While a non-believer could sing "Jesus Loves Me" without their throat seizing up, chances are good that someone who doesn't believe isn't going to make music about Jesus. So what about the believers? Does the music that a believer makes have to mention Jesus or God a certain number of times in any given song or album in order for it to be classified as "Christian?" What about songs done by believers about life and the problems that we all face? Since becoming a Christian doesn't mean that you're no longer going to have to ever face any type of hardship, difficulty or temptation, it's a given that Christians are going to have problems in life like everyone else on the planet. If a Christian person or band writes a song about a life issue, but they don't mention Christ, does that mean that the song isn't Christian? Does having a "Christian world view" mean that every Christian artist is going to be so perfectly mature in their faith that the first answer to every problem is going to be Jesus?

And what about the artists that feel like they're being called to take the music to the masses outside of the church? Where do they fall in the grand scheme of things? On the one hand, singing "Jesus this and Jesus that and Jesus said" to a group of people who don't know or accept Jesus might not go over well, so more ambiguous lyrics may be the way to get your foot in the door. On the other hand, if you're calling what you're doing music ministry, defined by most as ...

  • Using music as a tool to reach the lost for Christ and to help fellow Christians go further in their own walks.

or you're calling what you're doing evangelism, defined in the dictionary as ...

  • Zealous preaching and dissemination of the gospel

then how can you be ministering or evangelizing if you're not mentioning Christ?

Do bands like those have an obligation to go to step two once they've gotten their foot in the door, or are they simply being used to plant seeds that God will direct someone else to water?

Since going to work for About, I have seen both types of bands.

  1. The band who uses their music/lyrics to do ministry -- teaching and edifying -- and they are quite open about who/what they're talking about in their lyrics. Examples -- Casting Crowns, MercyMe, Jonah33, Todd Agnew. These bands/artists are sometimes considered to be "too preachy" and "unable to reach the unsaved" because "if someone doesn't know Christ, they won't listen to someone singing about Him."
◇ ◇ ◇
_Tasks and exercises_:
A - According to the passage on Christian music, how does the dictionary define evangelism?
B - Transcribe the passage on Christian music word for word between "or you're calling" and "else to water?", inclusive.
◇ ◇ ◇
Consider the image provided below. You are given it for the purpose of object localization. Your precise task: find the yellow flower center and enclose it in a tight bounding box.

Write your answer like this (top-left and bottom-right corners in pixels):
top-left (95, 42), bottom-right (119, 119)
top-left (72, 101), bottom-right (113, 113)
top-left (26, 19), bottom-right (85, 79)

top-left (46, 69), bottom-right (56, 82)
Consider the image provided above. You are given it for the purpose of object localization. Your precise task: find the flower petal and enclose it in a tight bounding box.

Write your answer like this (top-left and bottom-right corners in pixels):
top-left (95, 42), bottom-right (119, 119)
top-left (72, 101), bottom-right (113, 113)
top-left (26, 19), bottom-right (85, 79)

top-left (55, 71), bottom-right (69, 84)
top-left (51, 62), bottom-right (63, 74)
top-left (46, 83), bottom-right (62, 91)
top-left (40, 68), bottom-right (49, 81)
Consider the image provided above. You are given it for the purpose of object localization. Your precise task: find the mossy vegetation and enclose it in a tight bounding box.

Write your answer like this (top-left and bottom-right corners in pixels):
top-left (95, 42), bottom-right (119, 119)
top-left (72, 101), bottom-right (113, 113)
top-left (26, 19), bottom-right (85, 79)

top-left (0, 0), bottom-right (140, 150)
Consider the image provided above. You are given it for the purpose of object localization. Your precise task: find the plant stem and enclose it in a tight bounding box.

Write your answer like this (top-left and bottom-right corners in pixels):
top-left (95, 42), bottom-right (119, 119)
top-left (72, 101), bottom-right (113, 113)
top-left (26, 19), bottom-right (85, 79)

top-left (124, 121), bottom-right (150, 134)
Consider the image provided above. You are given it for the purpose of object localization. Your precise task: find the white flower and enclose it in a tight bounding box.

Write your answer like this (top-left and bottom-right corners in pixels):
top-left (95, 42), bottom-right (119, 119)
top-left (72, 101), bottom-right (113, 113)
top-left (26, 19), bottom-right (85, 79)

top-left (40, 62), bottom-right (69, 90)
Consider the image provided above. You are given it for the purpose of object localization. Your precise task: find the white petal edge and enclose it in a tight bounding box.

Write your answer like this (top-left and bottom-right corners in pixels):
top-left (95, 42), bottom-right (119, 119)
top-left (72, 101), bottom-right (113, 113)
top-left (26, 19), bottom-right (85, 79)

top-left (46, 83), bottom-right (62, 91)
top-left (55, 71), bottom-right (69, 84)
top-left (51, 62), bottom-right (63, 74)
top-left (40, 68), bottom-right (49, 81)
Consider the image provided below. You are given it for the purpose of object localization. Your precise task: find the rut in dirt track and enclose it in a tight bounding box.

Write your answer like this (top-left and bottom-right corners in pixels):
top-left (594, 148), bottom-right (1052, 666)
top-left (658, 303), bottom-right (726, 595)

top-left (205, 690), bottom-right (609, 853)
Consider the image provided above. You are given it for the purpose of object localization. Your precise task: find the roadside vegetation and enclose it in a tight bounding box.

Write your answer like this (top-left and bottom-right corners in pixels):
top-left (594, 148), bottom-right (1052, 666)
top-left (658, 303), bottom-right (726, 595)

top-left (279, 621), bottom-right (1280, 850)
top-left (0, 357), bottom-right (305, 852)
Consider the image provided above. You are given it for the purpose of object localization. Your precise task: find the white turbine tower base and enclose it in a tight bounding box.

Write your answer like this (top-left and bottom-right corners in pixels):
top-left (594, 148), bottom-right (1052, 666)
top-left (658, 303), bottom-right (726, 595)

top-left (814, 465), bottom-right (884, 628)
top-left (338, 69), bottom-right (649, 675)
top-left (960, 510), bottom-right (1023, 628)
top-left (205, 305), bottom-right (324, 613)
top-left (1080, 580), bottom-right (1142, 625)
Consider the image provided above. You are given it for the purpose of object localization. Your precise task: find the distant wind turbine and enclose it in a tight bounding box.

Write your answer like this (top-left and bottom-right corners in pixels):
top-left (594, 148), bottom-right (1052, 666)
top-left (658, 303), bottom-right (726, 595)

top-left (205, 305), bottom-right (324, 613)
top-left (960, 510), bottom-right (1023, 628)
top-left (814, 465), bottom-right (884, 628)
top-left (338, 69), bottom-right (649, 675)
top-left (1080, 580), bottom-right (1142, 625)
◇ ◇ ◇
_Solutions per task_:
A - Zealous preaching and dissemination of the gospel.

B -
or you're calling what you're doing evangelism, defined in the dictionary as ...

  • Zealous preaching and dissemination of the gospel

then how can you be ministering or evangelizing if you're not mentioning Christ?

Do bands like those have an obligation to go to step two once they've gotten their foot in the door, or are they simply being used to plant seeds that God will direct someone else to water?